*Task objective*: Leave out the pictures and copy every record exactly.

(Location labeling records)
┌──
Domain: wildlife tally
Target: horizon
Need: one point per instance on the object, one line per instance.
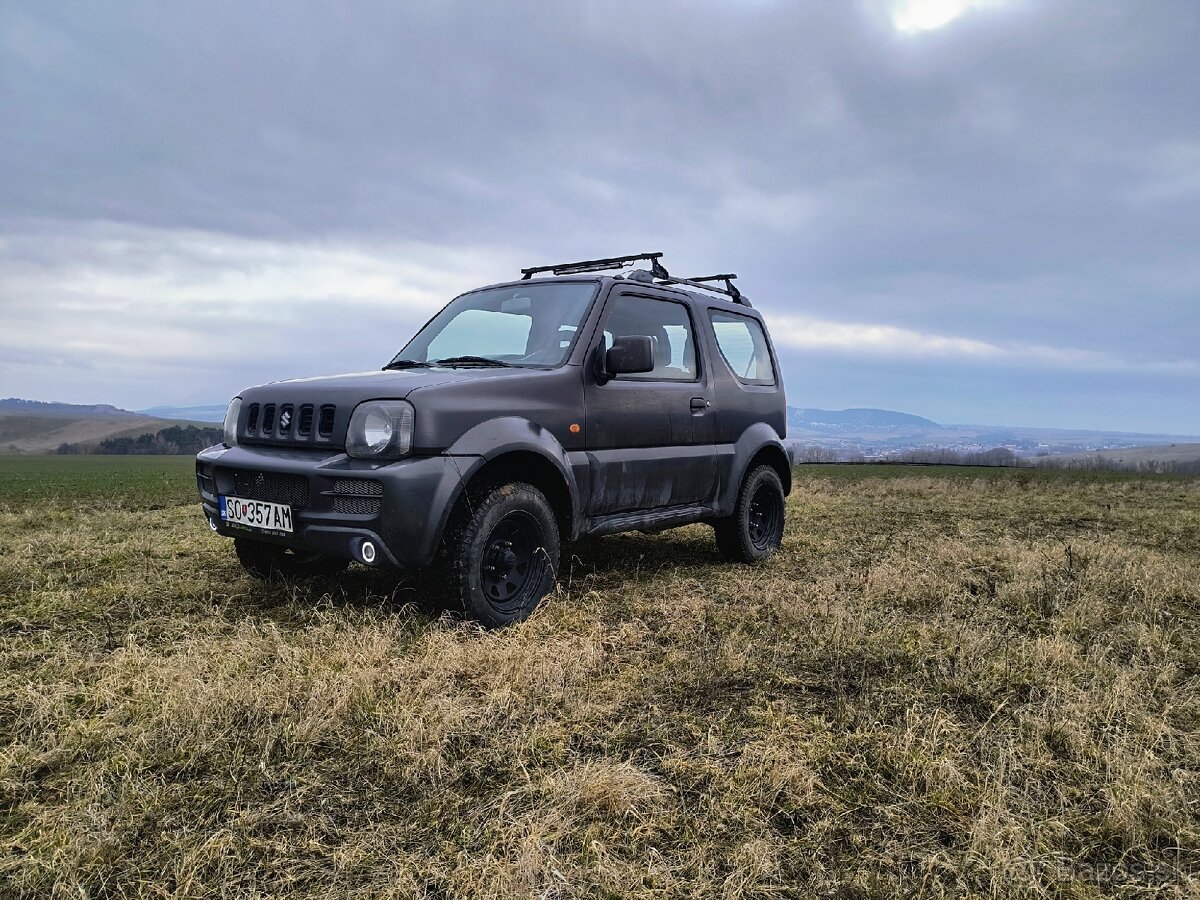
(977, 210)
(178, 408)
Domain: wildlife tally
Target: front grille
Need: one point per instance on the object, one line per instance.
(357, 496)
(357, 505)
(271, 487)
(360, 486)
(289, 424)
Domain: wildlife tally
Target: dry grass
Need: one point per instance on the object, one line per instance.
(978, 684)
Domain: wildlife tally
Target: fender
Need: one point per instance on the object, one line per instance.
(505, 435)
(736, 459)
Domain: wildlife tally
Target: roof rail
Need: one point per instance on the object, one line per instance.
(595, 265)
(730, 288)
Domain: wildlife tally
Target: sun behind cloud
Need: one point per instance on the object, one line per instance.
(915, 16)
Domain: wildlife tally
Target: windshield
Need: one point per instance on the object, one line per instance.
(525, 325)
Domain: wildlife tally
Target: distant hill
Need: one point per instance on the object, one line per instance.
(29, 426)
(882, 433)
(214, 413)
(37, 407)
(857, 419)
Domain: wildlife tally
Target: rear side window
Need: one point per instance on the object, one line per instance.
(744, 347)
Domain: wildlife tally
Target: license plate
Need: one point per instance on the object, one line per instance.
(257, 514)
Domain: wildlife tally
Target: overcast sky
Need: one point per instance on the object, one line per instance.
(975, 210)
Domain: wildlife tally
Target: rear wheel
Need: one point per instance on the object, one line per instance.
(271, 562)
(501, 553)
(756, 528)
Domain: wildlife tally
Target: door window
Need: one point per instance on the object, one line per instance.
(669, 327)
(744, 347)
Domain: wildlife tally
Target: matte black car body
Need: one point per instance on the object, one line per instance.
(611, 456)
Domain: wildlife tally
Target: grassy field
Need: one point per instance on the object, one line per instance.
(948, 683)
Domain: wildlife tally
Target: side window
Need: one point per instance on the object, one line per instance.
(669, 327)
(744, 347)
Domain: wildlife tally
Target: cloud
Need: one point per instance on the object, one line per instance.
(1011, 190)
(888, 341)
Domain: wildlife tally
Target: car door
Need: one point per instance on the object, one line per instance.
(649, 436)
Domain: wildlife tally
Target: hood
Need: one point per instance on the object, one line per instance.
(358, 387)
(316, 412)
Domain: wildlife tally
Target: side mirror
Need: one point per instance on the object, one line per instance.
(630, 354)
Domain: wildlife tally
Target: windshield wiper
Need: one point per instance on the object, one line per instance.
(472, 361)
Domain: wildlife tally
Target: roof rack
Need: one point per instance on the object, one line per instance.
(595, 265)
(730, 288)
(657, 271)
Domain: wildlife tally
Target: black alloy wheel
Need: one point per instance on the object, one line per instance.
(756, 528)
(499, 555)
(766, 519)
(510, 558)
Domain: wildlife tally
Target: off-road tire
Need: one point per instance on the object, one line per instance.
(270, 562)
(756, 528)
(501, 553)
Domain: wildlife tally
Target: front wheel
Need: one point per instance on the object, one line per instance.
(756, 528)
(271, 562)
(501, 553)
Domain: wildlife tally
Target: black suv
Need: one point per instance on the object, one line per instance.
(522, 415)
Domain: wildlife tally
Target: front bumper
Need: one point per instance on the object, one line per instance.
(339, 502)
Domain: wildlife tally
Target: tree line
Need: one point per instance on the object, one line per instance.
(172, 441)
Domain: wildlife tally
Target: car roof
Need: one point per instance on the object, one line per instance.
(672, 291)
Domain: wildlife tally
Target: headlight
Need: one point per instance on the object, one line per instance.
(231, 425)
(381, 430)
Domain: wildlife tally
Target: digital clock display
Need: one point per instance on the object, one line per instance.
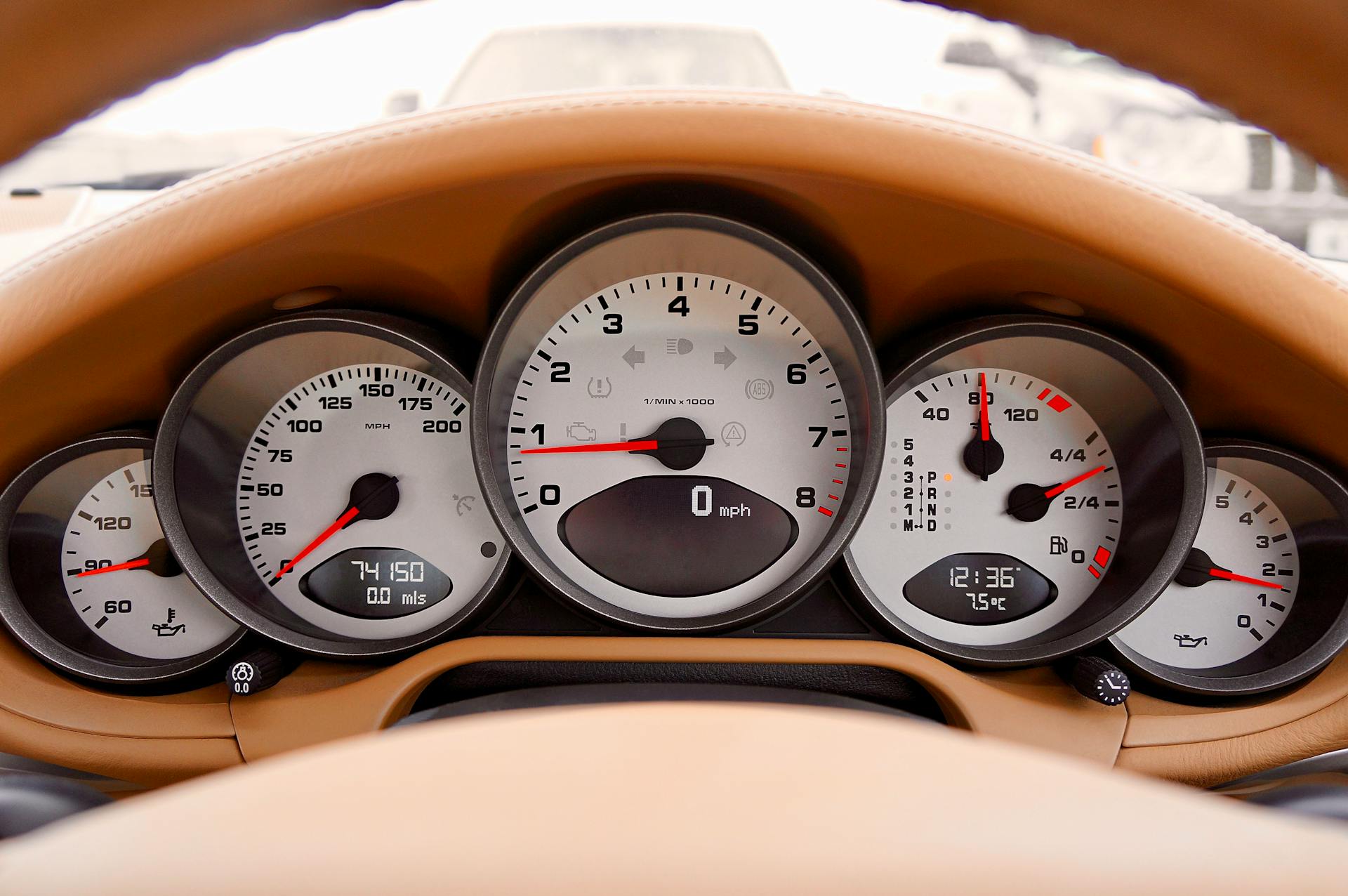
└──
*Finished task*:
Domain: wildlife tally
Target: horizon
Need: one point per instance on the object, one line per instance.
(977, 210)
(178, 408)
Domain: wildlife tally
Target: front grille
Need: one point per instance on the object, one line per instance.
(357, 496)
(357, 505)
(271, 487)
(360, 486)
(289, 424)
Domain: wildlife tally
Target: dry grass
Need: one point per instance on the object, one line per instance.
(978, 684)
Domain: wildlife tally
Target: fender
Need: one point per instance on the object, one line per instance.
(505, 435)
(736, 459)
Domain: wildlife tally
Target: roof rail
Need: one point per instance on the object, one line per instance.
(595, 265)
(730, 288)
Domain: wildlife tally
Target: sun behind cloud
Need: one point per instance on the object, one line per instance.
(915, 16)
Domain: wildlife tally
Target: windshield
Need: one point per instance on the object, one line per instance.
(525, 325)
Domain: wildlife tally
Target: distant hill
Need: one point per instance on the object, one line per instance.
(29, 426)
(882, 433)
(214, 413)
(37, 407)
(857, 419)
Domain: wildlife tally
Target: rear side window
Need: one point per instance on the object, one line per instance.
(744, 347)
Domain: wildlife tally
Target: license plate
Need: one point per instance on the object, one line per instance.
(257, 514)
Domain: wildlife tally
Target: overcast sky
Need: one point per instance on the object, one line per instance.
(975, 210)
Domain: wildlife tally
Target: rear wheel
Need: one point per instance on the object, one line per instance.
(271, 562)
(501, 553)
(756, 528)
Domain: wildlife tally
Target: door window
Need: one point per instance on the object, one line per instance.
(669, 327)
(744, 347)
Domain: wildlife tally
Target: matte black car body
Need: one point per instance on the object, one line per instance.
(611, 456)
Domain: wildlife tally
Target: grassy field
Need: one point per instance on the object, one line per instance.
(948, 683)
Domain: wildlife tally
Target: side window
Need: one point per instance on the object, one line per instance.
(669, 327)
(744, 347)
Domain: wildlife tally
Target: cloud
Need: one point per instance on the object, one line per instance.
(1011, 190)
(888, 341)
Domain: wildlife tally
Target: car door
Need: one point per instance on the object, one line per instance.
(649, 436)
Domain: wildlife tally
Target: hood
Need: one point per instance on the object, one line per instance.
(358, 387)
(316, 412)
Domain: wildlife tally
Target: side mirror
Need: one point per instance on the object, one line per instance.
(630, 354)
Domain: wildlife tally
Target: windshield wiper
Need: one point per instance on the object, one line per instance.
(472, 361)
Domain: wildlife tally
Target: roof rack
Need: one point per instance on the object, one line per instance.
(595, 265)
(730, 288)
(657, 271)
Domain: wildlife tally
Target: black alloy wheel
Need: one point per instance on the object, one line per instance.
(756, 528)
(499, 555)
(766, 519)
(510, 558)
Domain: wildlife tally
Target: off-road tire
Need: one point per instance on the object, one line per instance.
(270, 562)
(756, 528)
(501, 553)
Domain: wildlife tally
Target: front wheel
Need: one point per instance on the object, one line per instance.
(756, 528)
(271, 562)
(501, 553)
Domain: wildlife tally
Target: black suv
Need: one point per instance on the object, one line per instance.
(522, 415)
Domain: wildlife tally
Target: front bumper
Need: one point per instance on the object, one line per instance.
(339, 502)
Domain: wildlife tally
Target: tree line
Need: one point per instance on the object, one line per instance.
(172, 441)
Domain: wildlife tally
Target: car roof
Need: one point per instance on the object, one line per instance.
(672, 291)
Domain: wildlife tally
Target: headlight
Need: one point per instance on the object, one line per instance.
(231, 425)
(381, 430)
Domain: wildlife tally
Target: digital clock display
Need: one point per instance on the object, one line per instance.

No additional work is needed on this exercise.